Federal Court Decisions

Decision Information

Decision Content

Date: 20040123

Docket: IMM-1096-02

Citation: 2004 FC 96

Ottawa, Ontario, this 23rd day of January, 2004

Present:           The Honourable Justice James Russell                                  

BETWEEN:

                                                                    HONGJUAN LIN

                                                                                                                                                       Applicant

                                                                                 and

                             THE MINISTER OF CITIZENSHIP AND IMMIGRATION

                                                                                                                                                   Respondent

                                               REASONS FOR ORDER AND ORDER

[1]                 This is an application for judicial review of the decision ("Decision") of visa officer Katia D'Haene ("Visa Officer"), wherein she dismissed the application of Hongjuan Lin ( "Applicant") for Temporary Entry to Canada (Student Authorization) (the "Application") by letter dated January 24, 2002.

» WORK TO DO:
**A.** In the court decision, who was the visa officer whose decision is under review?
**B.** Please repeat the part of the court decision starting with "REASONS FOR ORDER" and going on through "January 24, 2002.".

» ENTRIES SUPPLIED:
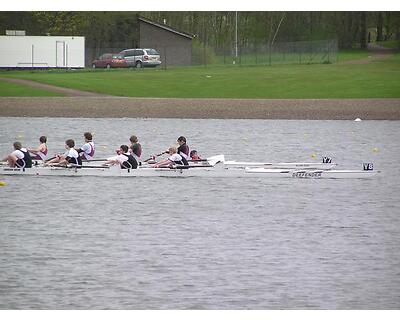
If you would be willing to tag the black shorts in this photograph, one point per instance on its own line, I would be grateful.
(20, 163)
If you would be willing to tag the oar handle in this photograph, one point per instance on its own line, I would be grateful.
(157, 155)
(94, 160)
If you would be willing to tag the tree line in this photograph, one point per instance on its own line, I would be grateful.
(214, 29)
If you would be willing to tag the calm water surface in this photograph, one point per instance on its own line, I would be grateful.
(172, 243)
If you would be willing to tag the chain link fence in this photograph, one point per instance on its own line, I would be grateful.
(301, 52)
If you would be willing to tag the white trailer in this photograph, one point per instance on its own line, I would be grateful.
(42, 52)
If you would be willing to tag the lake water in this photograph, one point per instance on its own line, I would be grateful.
(203, 243)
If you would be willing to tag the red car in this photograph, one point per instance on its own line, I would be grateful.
(109, 60)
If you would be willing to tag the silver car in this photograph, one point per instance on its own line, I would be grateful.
(139, 58)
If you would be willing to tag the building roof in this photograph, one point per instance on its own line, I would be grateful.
(165, 27)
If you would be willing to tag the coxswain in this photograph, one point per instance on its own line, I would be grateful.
(183, 149)
(70, 156)
(174, 158)
(40, 152)
(20, 157)
(194, 156)
(135, 148)
(87, 150)
(125, 159)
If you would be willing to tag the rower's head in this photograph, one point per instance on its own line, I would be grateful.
(194, 155)
(69, 143)
(124, 148)
(181, 140)
(172, 150)
(17, 145)
(88, 136)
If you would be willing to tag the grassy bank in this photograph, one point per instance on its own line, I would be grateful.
(378, 79)
(15, 90)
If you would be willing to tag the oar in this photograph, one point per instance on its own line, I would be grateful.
(94, 160)
(157, 155)
(72, 165)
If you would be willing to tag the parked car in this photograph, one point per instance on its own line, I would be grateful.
(109, 60)
(141, 57)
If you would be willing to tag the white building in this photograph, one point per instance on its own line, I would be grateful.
(42, 51)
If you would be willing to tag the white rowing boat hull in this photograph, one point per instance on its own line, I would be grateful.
(216, 172)
(280, 165)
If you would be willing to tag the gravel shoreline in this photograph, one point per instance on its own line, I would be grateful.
(118, 107)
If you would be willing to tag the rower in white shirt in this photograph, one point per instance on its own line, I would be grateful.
(174, 158)
(70, 156)
(124, 158)
(86, 152)
(40, 152)
(20, 157)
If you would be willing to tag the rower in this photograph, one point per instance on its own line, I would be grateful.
(70, 156)
(20, 157)
(194, 155)
(87, 150)
(135, 148)
(40, 152)
(183, 149)
(125, 159)
(174, 158)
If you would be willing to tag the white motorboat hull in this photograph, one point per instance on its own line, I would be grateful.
(312, 174)
(280, 165)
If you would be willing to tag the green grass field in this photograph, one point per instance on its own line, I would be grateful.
(15, 90)
(378, 79)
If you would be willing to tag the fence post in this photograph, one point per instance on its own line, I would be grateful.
(269, 49)
(33, 47)
(165, 58)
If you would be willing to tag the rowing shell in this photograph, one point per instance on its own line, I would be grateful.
(188, 171)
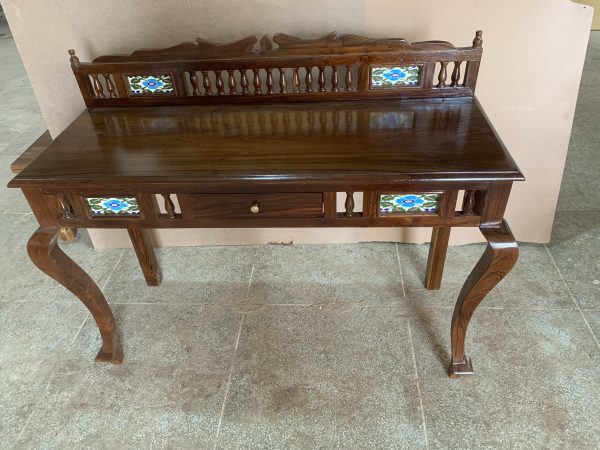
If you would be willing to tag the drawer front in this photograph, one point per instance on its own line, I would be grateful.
(249, 206)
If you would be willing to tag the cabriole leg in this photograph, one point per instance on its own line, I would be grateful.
(50, 259)
(499, 257)
(68, 234)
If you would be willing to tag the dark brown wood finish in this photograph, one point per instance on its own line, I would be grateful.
(280, 162)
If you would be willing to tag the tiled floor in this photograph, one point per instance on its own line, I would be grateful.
(299, 346)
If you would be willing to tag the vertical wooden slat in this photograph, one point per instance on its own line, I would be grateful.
(469, 203)
(456, 74)
(349, 205)
(282, 83)
(169, 206)
(335, 79)
(257, 84)
(442, 75)
(98, 89)
(110, 87)
(231, 83)
(206, 83)
(363, 74)
(194, 82)
(244, 82)
(295, 80)
(321, 78)
(370, 205)
(348, 79)
(308, 79)
(329, 205)
(219, 83)
(269, 81)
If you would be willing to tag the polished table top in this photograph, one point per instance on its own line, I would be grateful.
(427, 139)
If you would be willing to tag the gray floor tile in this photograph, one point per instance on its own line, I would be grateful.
(521, 397)
(21, 388)
(35, 285)
(168, 393)
(575, 247)
(308, 378)
(218, 274)
(33, 330)
(533, 283)
(593, 319)
(327, 275)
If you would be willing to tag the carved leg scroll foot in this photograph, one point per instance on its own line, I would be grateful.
(50, 259)
(499, 257)
(68, 234)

» RESULTS FOR THE EXERCISE:
**A.** Katia D'Haene

**B.**
REASONS FOR ORDER AND ORDER

[1]                 This is an application for judicial review of the decision ("Decision") of visa officer Katia D'Haene ("Visa Officer"), wherein she dismissed the application of Hongjuan Lin ( "Applicant") for Temporary Entry to Canada (Student Authorization) (the "Application") by letter dated January 24, 2002.